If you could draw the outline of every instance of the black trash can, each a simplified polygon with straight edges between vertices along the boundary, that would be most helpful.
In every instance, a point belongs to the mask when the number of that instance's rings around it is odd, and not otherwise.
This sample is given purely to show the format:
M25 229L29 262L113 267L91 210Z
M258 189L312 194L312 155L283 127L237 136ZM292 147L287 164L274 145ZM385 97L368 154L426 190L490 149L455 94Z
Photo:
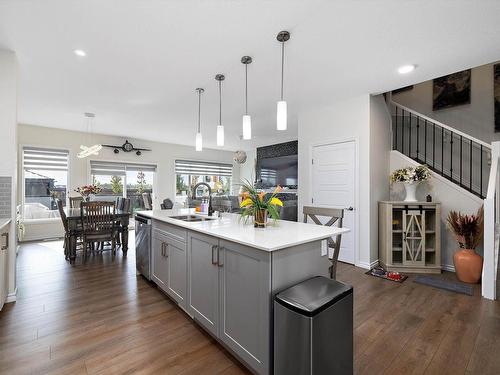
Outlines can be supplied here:
M274 375L353 373L353 289L323 276L274 299Z

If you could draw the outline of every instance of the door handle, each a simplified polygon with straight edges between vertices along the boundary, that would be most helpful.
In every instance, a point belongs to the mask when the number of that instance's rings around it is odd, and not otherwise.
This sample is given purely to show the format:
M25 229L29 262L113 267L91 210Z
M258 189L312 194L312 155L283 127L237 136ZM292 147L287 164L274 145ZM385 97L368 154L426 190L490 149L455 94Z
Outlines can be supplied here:
M168 258L168 243L165 243L165 258Z
M214 260L214 255L215 255L215 250L217 249L217 259ZM218 253L218 250L219 249L219 246L217 245L213 245L212 246L212 264L215 266L216 264L219 263L219 253Z
M5 237L5 245L2 246L2 250L7 250L9 248L9 232L2 233L2 237Z
M344 210L346 210L346 211L354 211L354 207L353 206L349 206L349 207L344 208Z
M161 256L162 257L165 256L165 243L164 242L161 243Z
M224 250L224 248L223 248L223 247L218 247L218 248L217 248L217 265L218 265L219 267L224 267L224 263L223 263L223 262L221 262L221 257L220 257L220 250L221 250L221 249L222 249L222 250Z

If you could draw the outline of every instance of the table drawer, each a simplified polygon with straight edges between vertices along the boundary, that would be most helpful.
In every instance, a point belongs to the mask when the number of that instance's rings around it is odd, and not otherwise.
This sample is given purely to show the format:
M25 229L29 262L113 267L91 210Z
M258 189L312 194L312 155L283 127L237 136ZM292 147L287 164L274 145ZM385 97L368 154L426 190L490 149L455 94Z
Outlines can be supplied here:
M162 232L167 233L171 238L177 241L181 242L187 241L187 229L167 224L158 220L153 220L153 229L161 230Z

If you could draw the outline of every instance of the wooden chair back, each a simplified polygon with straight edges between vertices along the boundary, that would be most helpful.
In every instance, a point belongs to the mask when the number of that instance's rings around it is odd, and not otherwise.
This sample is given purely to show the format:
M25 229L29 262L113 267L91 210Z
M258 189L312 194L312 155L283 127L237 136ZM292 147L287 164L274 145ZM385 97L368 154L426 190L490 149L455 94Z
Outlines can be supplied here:
M116 197L115 207L117 210L123 210L123 197Z
M69 226L68 226L68 217L66 216L66 212L64 212L63 202L59 198L56 199L57 209L59 210L59 216L61 217L64 231L68 234Z
M130 198L122 198L121 210L130 212Z
M115 230L114 202L82 202L80 215L84 234L112 233Z
M337 224L337 227L342 228L343 220L344 220L344 210L341 208L326 208L326 207L312 207L312 206L304 206L302 210L304 214L304 223L307 223L308 218L316 225L324 225L326 227L331 227ZM318 218L327 217L329 218L326 223L322 223ZM335 239L329 238L328 247L333 249L333 255L331 257L332 265L330 266L330 278L336 279L337 276L337 261L340 253L340 241L342 240L342 235L338 234ZM328 254L329 256L329 254Z
M142 193L142 200L144 202L144 209L153 209L153 200L151 199L151 193Z
M69 206L71 208L80 208L83 202L83 197L69 197Z

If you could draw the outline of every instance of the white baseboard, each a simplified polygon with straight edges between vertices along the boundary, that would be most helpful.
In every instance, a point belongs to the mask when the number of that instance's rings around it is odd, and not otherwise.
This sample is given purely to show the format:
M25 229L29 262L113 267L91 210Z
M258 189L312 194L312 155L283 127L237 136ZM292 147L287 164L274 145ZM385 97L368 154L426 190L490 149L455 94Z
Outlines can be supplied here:
M378 259L374 260L371 263L368 263L368 262L358 262L356 264L356 267L364 268L366 270L371 270L373 267L376 267L376 266L378 266Z
M7 298L5 299L5 303L16 302L17 300L17 287L14 292L7 294Z
M443 271L455 272L455 266L453 266L452 264L442 264L441 269Z

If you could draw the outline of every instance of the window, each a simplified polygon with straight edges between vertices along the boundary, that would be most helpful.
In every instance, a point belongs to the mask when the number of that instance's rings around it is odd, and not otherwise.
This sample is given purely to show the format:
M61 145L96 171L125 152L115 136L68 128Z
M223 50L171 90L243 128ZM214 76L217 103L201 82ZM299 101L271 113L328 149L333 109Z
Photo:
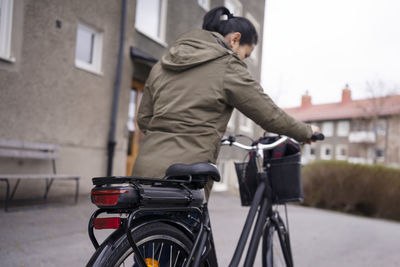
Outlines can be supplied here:
M376 122L376 133L378 135L386 135L387 124L386 120L381 119Z
M210 9L210 0L197 0L199 6L201 6L205 11Z
M136 29L166 46L165 24L166 24L167 0L137 0L136 2Z
M257 20L250 14L246 13L246 18L250 20L251 23L253 23L254 27L256 28L257 34L260 34L260 24L257 22ZM250 59L254 64L258 64L258 58L259 58L259 50L260 50L260 35L258 37L258 44L254 47L253 52L250 55Z
M236 124L236 111L232 112L231 118L228 121L228 129L234 131Z
M310 156L315 158L315 148L314 147L310 148Z
M350 122L349 121L339 121L337 124L337 135L338 136L348 136L350 132Z
M375 155L376 157L379 158L385 158L385 150L381 149L381 148L377 148L375 150Z
M315 160L315 145L311 144L309 146L304 146L302 148L302 157L301 157L302 164L307 164L313 160Z
M76 34L75 65L79 68L101 73L103 34L83 25L78 25Z
M238 0L225 0L225 7L229 9L234 16L242 16L243 6Z
M253 132L252 121L243 114L239 116L239 129L247 133Z
M0 58L14 61L11 57L13 0L0 0Z
M333 122L327 121L322 123L322 133L325 136L333 136Z
M132 89L129 97L128 123L127 123L127 128L130 132L135 131L136 97L137 97L137 91L135 89Z
M329 160L332 159L332 146L322 145L321 146L321 159Z
M336 146L336 159L337 160L346 160L347 159L347 146L346 145L337 145Z

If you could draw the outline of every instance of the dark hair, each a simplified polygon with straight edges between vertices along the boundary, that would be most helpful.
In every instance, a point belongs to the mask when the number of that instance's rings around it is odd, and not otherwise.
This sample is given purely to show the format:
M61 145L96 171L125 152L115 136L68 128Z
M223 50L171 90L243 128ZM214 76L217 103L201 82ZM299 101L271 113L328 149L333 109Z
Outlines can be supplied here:
M228 19L222 20L226 15ZM254 25L246 18L235 17L226 7L216 7L207 12L203 18L203 30L218 32L226 36L232 32L240 32L240 44L253 45L258 42L258 34Z

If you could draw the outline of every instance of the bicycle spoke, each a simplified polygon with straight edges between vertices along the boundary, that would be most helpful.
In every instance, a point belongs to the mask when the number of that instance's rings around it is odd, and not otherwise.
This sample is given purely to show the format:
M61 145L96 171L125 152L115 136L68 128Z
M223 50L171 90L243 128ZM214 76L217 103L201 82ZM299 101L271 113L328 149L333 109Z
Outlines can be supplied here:
M178 258L179 258L179 254L180 254L180 253L181 253L181 251L178 250L178 254L176 255L174 267L176 267L176 263L178 262Z
M158 262L160 262L161 253L162 253L163 247L164 247L164 242L161 242L160 253L158 254Z
M172 267L172 245L169 250L169 267Z
M151 257L153 259L153 266L154 266L154 257L155 257L155 254L154 254L154 242L153 242L153 256Z

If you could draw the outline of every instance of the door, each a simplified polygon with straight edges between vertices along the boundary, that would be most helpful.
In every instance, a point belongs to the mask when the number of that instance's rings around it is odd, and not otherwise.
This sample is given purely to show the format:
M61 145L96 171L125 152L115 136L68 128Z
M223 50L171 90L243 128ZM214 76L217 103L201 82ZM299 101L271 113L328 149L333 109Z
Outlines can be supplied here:
M132 90L129 101L129 120L128 120L128 156L126 162L126 175L132 175L133 164L135 163L139 152L139 142L143 133L139 130L136 122L136 114L139 108L140 100L143 95L144 83L137 80L132 81Z

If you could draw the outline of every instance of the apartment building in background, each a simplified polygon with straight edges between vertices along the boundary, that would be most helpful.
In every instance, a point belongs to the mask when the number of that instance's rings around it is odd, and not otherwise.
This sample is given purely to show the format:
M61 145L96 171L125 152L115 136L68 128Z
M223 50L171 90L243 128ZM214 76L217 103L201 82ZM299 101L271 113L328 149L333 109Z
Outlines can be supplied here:
M324 142L304 147L305 164L344 160L400 166L400 95L354 100L346 86L340 102L313 105L311 96L305 94L301 106L285 111L318 125L326 137Z
M110 157L113 175L130 174L141 138L135 114L151 67L179 35L200 28L204 14L221 5L256 26L259 44L246 63L259 80L264 0L0 1L0 138L58 145L58 172L81 176L83 194L92 187L90 178L106 175ZM228 131L259 134L237 111ZM225 188L235 157L242 155L221 152ZM2 173L49 168L0 159ZM73 186L56 181L50 197L70 194ZM40 196L44 187L45 181L22 181L16 198Z

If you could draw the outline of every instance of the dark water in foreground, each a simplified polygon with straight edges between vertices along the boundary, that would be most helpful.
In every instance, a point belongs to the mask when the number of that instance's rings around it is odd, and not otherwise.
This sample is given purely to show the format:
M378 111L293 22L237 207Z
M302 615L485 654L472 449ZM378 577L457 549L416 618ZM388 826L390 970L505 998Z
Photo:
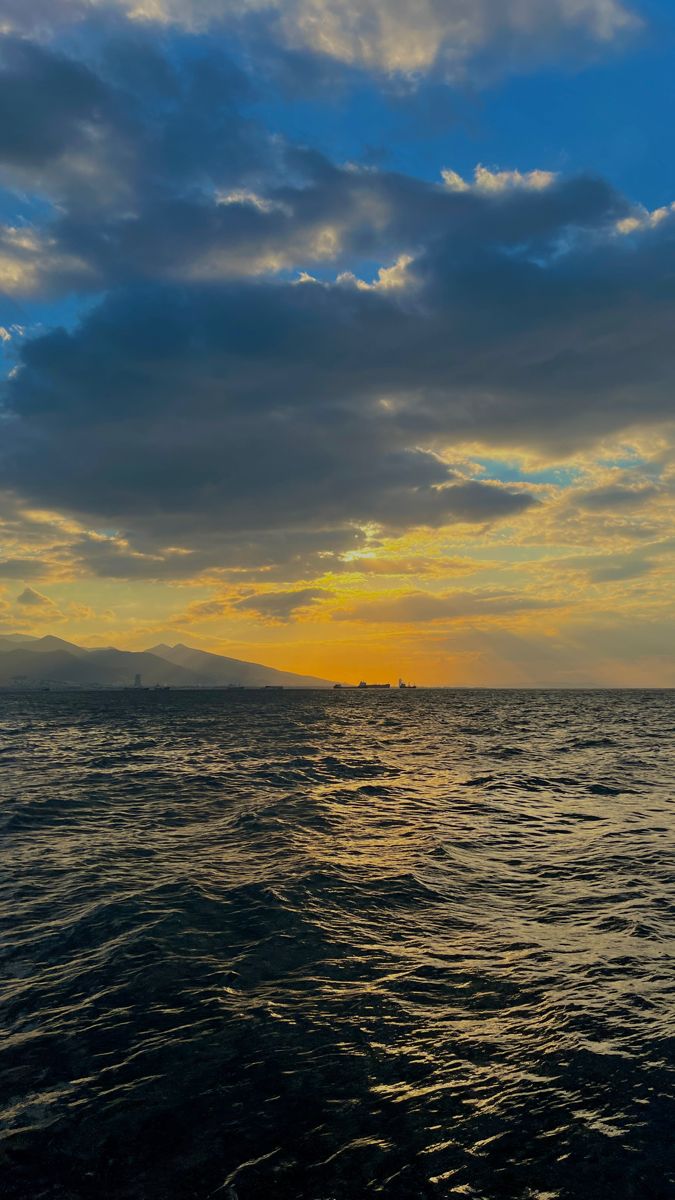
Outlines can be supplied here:
M674 733L673 692L1 696L3 1196L670 1200Z

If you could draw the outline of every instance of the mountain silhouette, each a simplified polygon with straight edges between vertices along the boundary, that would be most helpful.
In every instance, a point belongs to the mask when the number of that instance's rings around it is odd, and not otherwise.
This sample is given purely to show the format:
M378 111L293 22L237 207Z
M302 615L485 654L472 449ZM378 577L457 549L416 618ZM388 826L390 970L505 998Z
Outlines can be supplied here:
M329 687L326 679L313 675L296 675L291 671L278 671L261 663L242 662L238 658L226 658L223 654L210 654L206 650L195 650L192 646L178 643L175 646L151 646L150 654L175 666L195 671L211 684L227 686L240 684L244 687Z
M0 687L330 687L311 675L209 654L191 646L87 649L47 635L0 636Z

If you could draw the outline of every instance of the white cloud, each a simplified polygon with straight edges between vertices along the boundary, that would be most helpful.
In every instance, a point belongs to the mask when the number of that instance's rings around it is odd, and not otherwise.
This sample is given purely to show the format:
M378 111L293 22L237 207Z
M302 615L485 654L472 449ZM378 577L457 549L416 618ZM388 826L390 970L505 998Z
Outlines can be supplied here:
M657 229L663 221L667 221L669 217L673 216L675 216L675 203L664 204L662 208L655 208L652 212L644 208L635 215L617 221L616 228L617 232L622 234L644 233L649 229Z
M479 165L469 183L457 171L441 171L441 177L451 192L507 192L514 190L542 192L556 181L553 171L490 171Z
M338 275L338 283L352 284L363 292L392 292L399 291L402 288L409 287L413 281L413 277L408 271L408 267L413 261L411 254L401 254L396 259L396 262L390 267L380 267L377 272L377 277L372 283L367 283L364 279L359 279L351 271L343 271ZM301 282L305 282L302 280Z
M88 274L82 259L65 253L47 234L30 226L0 225L0 291L7 295L48 290L50 279L57 275L72 282ZM9 340L7 332L0 334L2 341Z

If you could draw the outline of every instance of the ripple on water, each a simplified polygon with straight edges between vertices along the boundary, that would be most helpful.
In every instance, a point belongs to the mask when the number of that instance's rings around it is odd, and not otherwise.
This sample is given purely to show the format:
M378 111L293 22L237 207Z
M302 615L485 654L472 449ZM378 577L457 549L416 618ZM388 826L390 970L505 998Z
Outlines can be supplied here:
M670 1200L674 715L5 695L3 1195Z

◆ **Problem**
Pull out the lines above in which the word "white" appears.

◆ **Exercise result**
If you could draw the outline of every instance of the white baseboard, each a simplified polygon with straight edges between vertices along the boundary, that would be most helpful.
If you could draw the outline of every instance of the white cloud, each a simplified polygon with straight edges between vertices along the boundary, that would be most helpful.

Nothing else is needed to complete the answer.